■ Text provided
Preparing Documentation with DocBook


Preparing Documentation with DocBook

The tradition of preparing formatted documentation using markup languages lives on. For example, the documentation for many open source software packages come in DocBook format. The remainder of this chapter briefly introduces you to DocBook and points you to sources where you can learn more about preparing documentation in DocBook.

Getting Started with DocBook

To start using DocBook, all you need are the following:

  • Text editor to edit the DocBook file. Although automated tools can ease the burden of preparing DocBook files, you can create a DocBook using a plain text editor.

  • DocBook DTD that defines the XML or SGML tags used to write the DocBook.

  • DocBook stylesheets, such as the ones written in Extensible Stylesheet Language (XSL), that enable translation of DocBook from SGML or XML into other formats such as HTML, RTF, PDF, and so on.

  • Stylesheet processor such as xsltproc that uses the stylesheets to convert the DocBook SGML or XML into other formats such as HTML.

Red Hat Linux comes with everything you need to get started with DocBook. In particular, you find both the SGML and XML DTDs for DocBook. The /usr/share/sgml/docbook directory contains the SGML and XML DTDs for different versions of DocBook as well as DocBook stylesheets.

Trying out a Sample DocBook

The best way to understand DocBook is to simply try out a sample file. You can see how the same DocBook file can be used to generate different output formats.

■ Tasks to complete
- A) In the DocBook text, give the passage from "The tradition of" to "write the DocBook." again, substituting "simple text editor" for "plain text editor".
- B) According to the DocBook text, which directory on Red Hat Linux holds the SGML and XML DTDs for DocBook?
- C) Write the next part of the DocBook text, picking up after its final sentence.

[Boundary labeling items]
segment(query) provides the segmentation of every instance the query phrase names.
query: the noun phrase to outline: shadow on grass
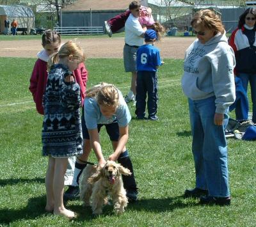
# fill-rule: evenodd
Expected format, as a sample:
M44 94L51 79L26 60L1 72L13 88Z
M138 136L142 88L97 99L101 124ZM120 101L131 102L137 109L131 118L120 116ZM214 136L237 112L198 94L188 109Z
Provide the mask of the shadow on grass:
M195 205L196 203L195 203L195 201L188 203L182 196L180 196L173 198L140 200L136 203L129 204L127 210L163 212Z
M174 198L159 198L159 199L142 199L134 203L128 204L125 210L146 211L153 212L171 212L177 208L182 208L187 207L198 205L195 201L188 201L184 200L183 196ZM73 221L74 223L90 221L97 219L99 216L92 214L90 207L83 207L81 205L71 205L68 207L72 210L76 212L78 216ZM101 217L106 216L115 216L113 212L113 206L106 205L103 208L103 213Z
M51 215L50 213L45 211L45 196L31 198L28 202L28 205L20 210L1 209L0 210L0 224L10 224L18 220L35 219L43 215ZM172 211L176 208L182 208L197 205L195 201L184 200L183 196L174 198L159 198L159 199L142 199L136 203L128 205L126 210L148 211L154 212L163 212ZM92 221L99 217L92 214L92 208L89 207L84 207L81 205L70 205L66 207L67 208L74 211L77 214L77 217L72 221L74 223L81 223L84 221ZM103 214L101 217L106 216L115 216L113 212L113 205L106 205L103 208Z
M11 178L11 179L0 179L0 185L13 185L14 184L19 183L31 183L31 182L37 182L40 184L44 184L44 178L40 178L36 177L35 178L28 179L28 178Z
M176 134L178 136L183 136L183 137L188 137L191 136L191 131L183 131L183 132L177 132Z
M1 223L9 224L20 219L35 219L37 217L47 214L44 210L45 196L41 196L29 199L25 208L19 209L1 209L0 220Z

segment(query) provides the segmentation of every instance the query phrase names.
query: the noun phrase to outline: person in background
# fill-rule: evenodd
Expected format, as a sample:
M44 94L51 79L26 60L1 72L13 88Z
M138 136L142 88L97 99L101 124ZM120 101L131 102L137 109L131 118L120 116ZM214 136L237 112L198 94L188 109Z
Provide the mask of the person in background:
M256 9L248 8L240 16L238 27L232 32L228 40L236 55L235 74L245 92L248 85L251 87L252 121L256 123ZM239 81L237 81L238 84ZM248 120L246 102L238 101L236 104L236 116L239 120Z
M131 72L131 88L125 97L126 102L134 102L136 104L136 86L137 79L136 52L139 47L143 44L144 33L147 27L141 27L139 22L140 4L134 1L131 3L129 9L131 13L125 25L125 45L124 47L124 63L126 72Z
M12 24L12 35L17 35L17 28L18 27L18 22L13 19Z
M225 129L236 98L235 56L213 11L197 12L191 24L197 39L186 51L182 88L188 99L196 183L184 197L200 198L200 204L229 205Z
M4 35L8 35L9 34L10 21L6 17L4 20Z
M162 65L160 51L154 45L157 38L156 32L147 29L144 34L145 44L137 51L137 86L135 114L137 119L145 119L147 93L148 120L158 120L157 68ZM146 118L147 119L147 118Z

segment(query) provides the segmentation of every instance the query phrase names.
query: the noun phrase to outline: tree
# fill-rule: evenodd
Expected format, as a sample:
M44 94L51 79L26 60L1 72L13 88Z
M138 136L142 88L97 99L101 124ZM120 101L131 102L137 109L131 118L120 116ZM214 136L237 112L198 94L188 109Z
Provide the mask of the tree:
M20 1L19 0L0 0L0 4L20 4Z
M56 9L57 20L59 25L61 25L61 10L73 4L77 0L31 0L31 3L35 4L44 5L45 8L48 8L50 10L53 6Z

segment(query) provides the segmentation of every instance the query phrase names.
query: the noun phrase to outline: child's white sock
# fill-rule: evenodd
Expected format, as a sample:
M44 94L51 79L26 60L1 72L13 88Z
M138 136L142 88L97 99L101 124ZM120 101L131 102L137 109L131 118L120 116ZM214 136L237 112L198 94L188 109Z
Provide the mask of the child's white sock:
M86 167L87 164L80 164L76 162L75 170L74 171L74 176L72 180L72 186L78 186L79 180L83 170Z

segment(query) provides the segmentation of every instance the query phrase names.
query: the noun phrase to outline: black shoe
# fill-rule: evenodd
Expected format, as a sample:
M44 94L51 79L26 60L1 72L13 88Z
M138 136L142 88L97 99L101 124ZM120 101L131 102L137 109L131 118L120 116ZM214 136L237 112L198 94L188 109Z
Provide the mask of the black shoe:
M150 120L151 121L157 121L157 120L159 120L158 116L155 115L155 116L148 116L148 120Z
M218 205L220 206L230 205L231 197L214 197L214 196L201 196L200 204L205 205Z
M126 196L128 198L129 203L134 202L138 200L138 192L137 191L127 191Z
M137 120L148 120L145 116L136 116Z
M65 200L72 200L79 198L79 186L69 186L68 189L64 193Z
M195 187L193 189L186 189L184 192L184 198L200 198L201 196L208 194L207 190L203 190Z

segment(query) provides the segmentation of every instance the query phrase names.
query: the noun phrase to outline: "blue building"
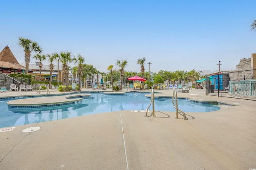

■ Final answers
- A)
The tradition of preparing formatted documentation using markup languages lives on. For example, the documentation for many open source software packages come in DocBook format. The remainder of this chapter briefly introduces you to DocBook and points you to sources where you can learn more about preparing documentation in DocBook.

Getting Started with DocBook

To start using DocBook, all you need are the following:

  • Text editor to edit the DocBook file. Although automated tools can ease the burden of preparing DocBook files, you can create a DocBook using a simple text editor.

  • DocBook DTD that defines the XML or SGML tags used to write the DocBook.

- B) /usr/share/sgml/docbook

- C)
Use a text editor and prepare the file sample.xml with the following lines in it:

<?xml version="1.0"?>
<!DOCTYPE article PUBLIC "-//OASIS//DTD DocBook XML V4.2//EN"
"http://www.oasis-open.org/docbook/xml/4.2/docbookx.dtd">
<article>
  <articleinfo>
    <title>Sample DocBook</title>
  </articleinfo>
  <para>This is a sample DocBook article that illustrates 
        some simple DocBook XML tags.
  </para>
  <sect1>
    <title>Section 1</title>
    <para>Paragraph 1 of section 1</para>
    <sect2>
      <title>Section 1.1</title>
      <para>Paragraph 1 of section 1.1</para>
      <para>Paragraph 2 of section 1.1</para>
    </sect2>
    <sect2>
      <title>Section 1.2</title>
      <para>Paragraph 1 of section 1.2</para>
    </sect2>
  </sect1>
  <sect1>
    <title>Section 2</title>
    <para>Second high-level section in this article
    </para>
  </sect1>
</article>

After you save the sample.xml file, you can use the xmllint utility to check if all the XML tags in the file are correct. Type the following command to check the syntax of the sample.xml file:

xmllint --valid --noout sample.xml

If everything is okay, the utility should print nothing.

Now, you can convert the sample.xml file into HTML and view it in a Web browser. To perform this task, type the following commands:

export DBS="/usr/share/sgml/docbook/xsl-stylesheets-1.58.1-1"
xsltproc -o sample.html $DBS/html/docbook.xsl sample.xml

The first command defines the DBS environment variable as the directory where the XSL stylesheets for DocBook are located in Red Hat Linux. The second command runs xsltproc with appropriate options to convert the sample.xml file into sample.html.

Now, you can open the sample.html file in Mozilla and see how the document looks. Figure 11-7 shows the sample.html file in Mozilla.

Click To expand
Figure 11-7: Displaying HTML Version of Sample DocBook in a Web Browser.

As Figure 11-7 shows, the DocBook is converted into a single HTML file with a table of contents at the beginning of the document. The table of contents includes links for each section and subsection.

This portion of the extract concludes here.